- Breve esercizio 1 -
Secondo il testo sul prospetto, in quale forma il prospetto deve contenere le informazioni?
- Breve esercizio 2 -
Ricopia dal testo sul prospetto il passo che comincia con "Il prefato art." e prosegue fino a "in tali prodotti.".

- Testo estratto -
Il prefato art. 94, secondo comma, nella formulazione vigente all’epoca dei fatti di causa, stabilisce che il prospetto contiene, in una forma facilmente analizzabile e comprensibile, tutte le informazioni che, a seconda delle caratteristiche dell’emittente e dei prodotti finanziari offerti, sono necessarie affinché gli investitori possano pervenire ad un fondato giudizio sulla situazione patrimoniale e finanziaria, sui risultati economici e sulle prospettive dell’emittente e degli eventuali garanti, nonché sui prodotti finanziari e sui relativi diritti. Il prospetto contiene, altresì, una nota di sintesi e i due documenti devono fornire informazioni adeguate circa le caratteristiche fondamentali dei prodotti finanziari che aiutino gli investitori al momento di valutare se investire in tali prodotti.

- Materiale -
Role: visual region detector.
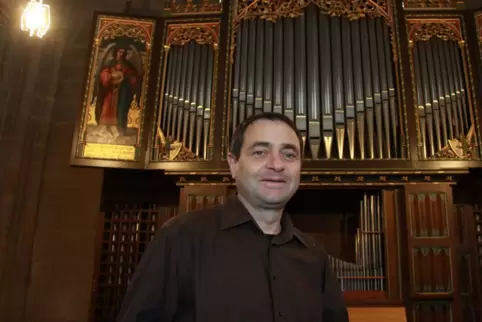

- Risultato finale 1 -
In una forma facilmente analizzabile e comprensibile.

- Risultato finale 2 -
Il prefato art. 94, secondo comma, nella formulazione vigente all’epoca dei fatti di causa, stabilisce che il prospetto contiene, in una forma facilmente analizzabile e comprensibile, tutte le informazioni che, a seconda delle caratteristiche dell’emittente e dei prodotti finanziari offerti, sono necessarie affinché gli investitori possano pervenire ad un fondato giudizio sulla situazione patrimoniale e finanziaria, sui risultati economici e sulle prospettive dell’emittente e degli eventuali garanti, nonché sui prodotti finanziari e sui relativi diritti. Il prospetto contiene, altresì, una nota di sintesi e i due documenti devono fornire informazioni adeguate circa le caratteristiche fondamentali dei prodotti finanziari che aiutino gli investitori al momento di valutare se investire in tali prodotti.